Reproduce every one of the following items word for word, preserving each line without alteration.

══ Provided data ══

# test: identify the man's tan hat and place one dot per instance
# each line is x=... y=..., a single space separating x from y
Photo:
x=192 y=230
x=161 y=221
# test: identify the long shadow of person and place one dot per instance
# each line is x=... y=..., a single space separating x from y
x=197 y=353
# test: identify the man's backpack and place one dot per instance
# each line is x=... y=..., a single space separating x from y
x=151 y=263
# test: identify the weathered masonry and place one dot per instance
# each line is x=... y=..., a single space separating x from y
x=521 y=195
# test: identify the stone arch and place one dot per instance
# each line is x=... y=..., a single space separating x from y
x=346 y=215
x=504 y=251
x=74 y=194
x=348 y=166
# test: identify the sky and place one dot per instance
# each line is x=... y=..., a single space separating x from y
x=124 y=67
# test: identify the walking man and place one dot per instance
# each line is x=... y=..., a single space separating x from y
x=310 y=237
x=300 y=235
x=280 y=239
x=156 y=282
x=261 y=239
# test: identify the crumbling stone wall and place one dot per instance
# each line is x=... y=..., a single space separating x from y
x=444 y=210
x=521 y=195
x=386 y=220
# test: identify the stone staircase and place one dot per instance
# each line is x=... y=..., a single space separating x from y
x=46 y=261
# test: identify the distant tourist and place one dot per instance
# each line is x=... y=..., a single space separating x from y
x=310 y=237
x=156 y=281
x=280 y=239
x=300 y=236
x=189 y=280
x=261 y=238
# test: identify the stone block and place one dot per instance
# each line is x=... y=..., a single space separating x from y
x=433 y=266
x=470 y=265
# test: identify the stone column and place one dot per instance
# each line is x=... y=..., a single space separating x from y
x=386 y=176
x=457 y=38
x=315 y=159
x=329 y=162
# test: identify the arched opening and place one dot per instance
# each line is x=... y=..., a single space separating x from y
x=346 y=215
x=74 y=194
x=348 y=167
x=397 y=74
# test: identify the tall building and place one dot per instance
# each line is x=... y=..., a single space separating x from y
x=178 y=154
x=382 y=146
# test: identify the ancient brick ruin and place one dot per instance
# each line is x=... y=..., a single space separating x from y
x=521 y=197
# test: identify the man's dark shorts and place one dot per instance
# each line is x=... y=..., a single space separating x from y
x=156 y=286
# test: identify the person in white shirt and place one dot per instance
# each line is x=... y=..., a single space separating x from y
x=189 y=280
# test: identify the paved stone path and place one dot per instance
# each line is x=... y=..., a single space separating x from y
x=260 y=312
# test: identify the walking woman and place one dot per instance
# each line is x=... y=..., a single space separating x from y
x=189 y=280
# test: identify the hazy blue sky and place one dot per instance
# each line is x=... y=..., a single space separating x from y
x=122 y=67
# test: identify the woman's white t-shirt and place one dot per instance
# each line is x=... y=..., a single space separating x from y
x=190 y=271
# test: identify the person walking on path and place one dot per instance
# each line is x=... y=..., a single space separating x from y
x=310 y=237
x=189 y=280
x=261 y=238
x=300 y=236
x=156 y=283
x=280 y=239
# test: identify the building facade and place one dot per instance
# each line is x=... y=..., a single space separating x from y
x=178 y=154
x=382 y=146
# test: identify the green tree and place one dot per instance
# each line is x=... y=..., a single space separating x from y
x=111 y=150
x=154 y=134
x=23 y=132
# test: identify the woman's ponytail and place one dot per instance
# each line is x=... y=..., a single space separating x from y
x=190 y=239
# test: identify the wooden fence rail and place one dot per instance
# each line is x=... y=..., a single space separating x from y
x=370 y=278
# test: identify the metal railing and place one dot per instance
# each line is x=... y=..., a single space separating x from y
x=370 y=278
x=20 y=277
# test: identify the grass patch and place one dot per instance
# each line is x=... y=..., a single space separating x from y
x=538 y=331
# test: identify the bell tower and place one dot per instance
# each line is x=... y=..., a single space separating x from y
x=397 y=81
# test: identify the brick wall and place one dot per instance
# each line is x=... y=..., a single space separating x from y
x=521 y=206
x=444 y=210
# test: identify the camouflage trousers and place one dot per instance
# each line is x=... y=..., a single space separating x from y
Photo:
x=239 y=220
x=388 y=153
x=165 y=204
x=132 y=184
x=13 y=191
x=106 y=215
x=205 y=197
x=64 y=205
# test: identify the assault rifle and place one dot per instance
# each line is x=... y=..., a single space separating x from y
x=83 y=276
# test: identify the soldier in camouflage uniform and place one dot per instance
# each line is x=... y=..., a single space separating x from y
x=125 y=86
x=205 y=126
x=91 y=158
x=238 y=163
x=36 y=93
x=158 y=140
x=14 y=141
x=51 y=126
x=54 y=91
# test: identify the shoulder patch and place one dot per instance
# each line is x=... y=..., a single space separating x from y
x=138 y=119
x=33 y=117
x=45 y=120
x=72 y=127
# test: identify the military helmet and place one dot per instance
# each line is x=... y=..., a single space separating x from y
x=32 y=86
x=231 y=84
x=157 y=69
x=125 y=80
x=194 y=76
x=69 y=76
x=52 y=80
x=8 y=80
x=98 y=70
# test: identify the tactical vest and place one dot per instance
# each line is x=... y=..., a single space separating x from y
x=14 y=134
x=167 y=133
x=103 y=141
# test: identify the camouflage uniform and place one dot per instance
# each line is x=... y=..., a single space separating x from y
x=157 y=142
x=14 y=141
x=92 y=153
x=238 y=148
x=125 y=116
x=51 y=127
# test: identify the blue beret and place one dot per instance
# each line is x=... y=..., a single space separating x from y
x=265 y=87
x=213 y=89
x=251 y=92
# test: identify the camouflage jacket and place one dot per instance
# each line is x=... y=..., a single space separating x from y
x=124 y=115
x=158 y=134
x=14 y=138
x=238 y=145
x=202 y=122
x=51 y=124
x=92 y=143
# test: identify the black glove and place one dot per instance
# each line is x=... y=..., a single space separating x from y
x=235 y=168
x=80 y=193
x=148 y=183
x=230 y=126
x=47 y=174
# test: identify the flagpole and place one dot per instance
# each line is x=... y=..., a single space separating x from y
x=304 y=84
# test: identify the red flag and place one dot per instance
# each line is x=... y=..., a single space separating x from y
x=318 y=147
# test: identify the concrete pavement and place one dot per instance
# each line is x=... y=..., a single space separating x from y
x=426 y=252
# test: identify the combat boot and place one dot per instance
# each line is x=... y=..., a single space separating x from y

═══

*Reply*.
# test: identify the man's tan hat and place one dot per instance
# each line is x=... y=..., a single space separating x from y
Photo:
x=192 y=230
x=161 y=221
# test: identify the long shadow of person and place one dot per instance
# each line is x=... y=..., a single space separating x from y
x=197 y=353
# test: identify the man's backpack and place one dot per instance
# each line is x=... y=..., a single space separating x from y
x=151 y=263
# test: identify the weathered masonry and place one dot per instance
# each line is x=... y=..., a single space separating x from y
x=521 y=195
# test: identify the stone arch and place one dot per instance
# each line is x=... y=..., a single space separating x from y
x=346 y=215
x=504 y=251
x=74 y=194
x=348 y=166
# test: identify the sky and place one dot per instance
# each line is x=... y=..., a single space separating x from y
x=124 y=67
# test: identify the walking man and place one dot per instance
# each line is x=... y=..., a single space separating x from y
x=310 y=237
x=300 y=235
x=280 y=239
x=156 y=282
x=261 y=239
# test: identify the crumbling stone wall and place one dot per instance
# each line is x=... y=..., a single space separating x from y
x=444 y=210
x=521 y=195
x=386 y=220
# test: identify the stone staircase and place one dot per instance
# each line is x=... y=..., a single space separating x from y
x=46 y=261
# test: identify the distant tourist and place one dot per instance
# each line is x=... y=..., a single space separating x from y
x=310 y=237
x=156 y=281
x=280 y=239
x=300 y=236
x=189 y=280
x=261 y=238
# test: identify the stone block and place one dot per instance
# each line is x=... y=..., a single space separating x from y
x=433 y=266
x=470 y=265
# test: identify the stone column and place one dot per instance
# each line is x=... y=..., a single space separating x from y
x=386 y=176
x=457 y=38
x=315 y=159
x=329 y=162
# test: identify the arched opening and place one dot per instance
# each line is x=... y=..., a single space separating x from y
x=346 y=215
x=74 y=194
x=348 y=167
x=397 y=74
# test: identify the tall building and place one dot per instance
# each line is x=... y=..., a single space separating x from y
x=178 y=154
x=382 y=146
# test: identify the ancient brick ruin and place one dot per instance
# each line is x=... y=..., a single space separating x from y
x=521 y=197
# test: identify the man's dark shorts and place one dot per instance
# each line is x=... y=..., a single space separating x from y
x=156 y=286
# test: identify the person in white shirt and place one dot per instance
# each line is x=... y=..., a single space separating x from y
x=189 y=280
# test: identify the paved stone path and place one dot per instance
# each line is x=... y=..., a single space separating x from y
x=260 y=312
# test: identify the walking woman and place one dot per instance
# each line is x=... y=..., a single space separating x from y
x=189 y=280
# test: identify the hazy blue sky and place one dot per instance
# each line is x=... y=..., a single space separating x from y
x=122 y=67
# test: identify the woman's white t-shirt and place one dot per instance
# each line is x=... y=..., a single space separating x from y
x=190 y=271
# test: identify the person walking on path and place one dot per instance
# each line is x=... y=..., a single space separating x from y
x=310 y=237
x=189 y=280
x=261 y=238
x=300 y=236
x=156 y=283
x=280 y=239
# test: identify the building facade and place one dot per instance
# each line is x=... y=..., a single space separating x from y
x=178 y=154
x=382 y=146
# test: identify the green tree and place one dot per instance
# each line is x=... y=..., a single space separating x from y
x=111 y=150
x=154 y=134
x=23 y=132
# test: identify the woman's ponytail and place one dot per instance
# each line is x=... y=..., a single space separating x from y
x=190 y=239
# test: identify the wooden fence rail and place one dot per instance
# each line is x=... y=..., a single space separating x from y
x=370 y=278
# test: identify the metal railing and place one dot per instance
# each line is x=... y=..., a single space separating x from y
x=370 y=278
x=20 y=277
# test: identify the grass patch and place one dot per instance
# each line is x=... y=..., a single space separating x from y
x=538 y=331
# test: identify the bell tower and place one dot per instance
# each line is x=... y=..., a single space separating x from y
x=397 y=81
# test: identify the brick wall and place one dot per instance
# each line is x=... y=..., a single space separating x from y
x=521 y=206
x=444 y=210
# test: identify the camouflage trousers and place one dot per instance
# each line is x=... y=..., a single space separating x from y
Photo:
x=239 y=220
x=388 y=153
x=165 y=204
x=132 y=184
x=13 y=191
x=106 y=215
x=205 y=197
x=64 y=205
# test: identify the assault rifle and place one dot per instance
# each line is x=... y=..., a single space separating x from y
x=83 y=276
# test: identify the soldier in camouflage uniform and place one dot per instance
# each line is x=... y=..., a single space separating x from y
x=125 y=86
x=205 y=126
x=91 y=158
x=238 y=163
x=36 y=93
x=158 y=140
x=14 y=141
x=51 y=126
x=54 y=91
# test: identify the shoulder patch and place one dot per instance
# each line is x=... y=..., a single space separating x from y
x=138 y=119
x=33 y=117
x=45 y=120
x=72 y=127
# test: identify the military helmet and place one dot per instance
# each line is x=... y=..., a single space separating x from y
x=32 y=86
x=231 y=84
x=157 y=69
x=125 y=80
x=194 y=76
x=69 y=76
x=52 y=80
x=8 y=80
x=98 y=70
# test: identify the tactical vest and place one dot per instance
# each line is x=... y=..., a single space separating x from y
x=14 y=134
x=167 y=133
x=103 y=141
# test: identify the camouflage uniform and place one dot per instance
# each line is x=... y=..., a single space separating x from y
x=157 y=142
x=14 y=141
x=92 y=153
x=238 y=148
x=125 y=116
x=51 y=127
# test: identify the blue beret and place one dot per instance
# each line is x=... y=..., a single space separating x from y
x=265 y=87
x=213 y=89
x=251 y=92
# test: identify the camouflage jacket and place one dot per instance
# each line is x=... y=..., a single space separating x from y
x=124 y=115
x=158 y=134
x=14 y=138
x=238 y=145
x=202 y=122
x=51 y=124
x=92 y=143
# test: identify the black glove and place one dot per instance
# each line is x=... y=..., a single space separating x from y
x=235 y=168
x=80 y=193
x=148 y=183
x=230 y=126
x=47 y=174
# test: identify the flagpole and place one dot per instance
# each line is x=... y=..., a single space separating x from y
x=304 y=84
# test: identify the red flag and place one dot per instance
# each line is x=... y=..., a single space separating x from y
x=318 y=147
# test: identify the concrete pavement and place one dot per instance
# each line is x=... y=..., a single space separating x from y
x=426 y=252
# test: identify the combat boot and place one dot per instance
# each line is x=... y=..., a single space separating x from y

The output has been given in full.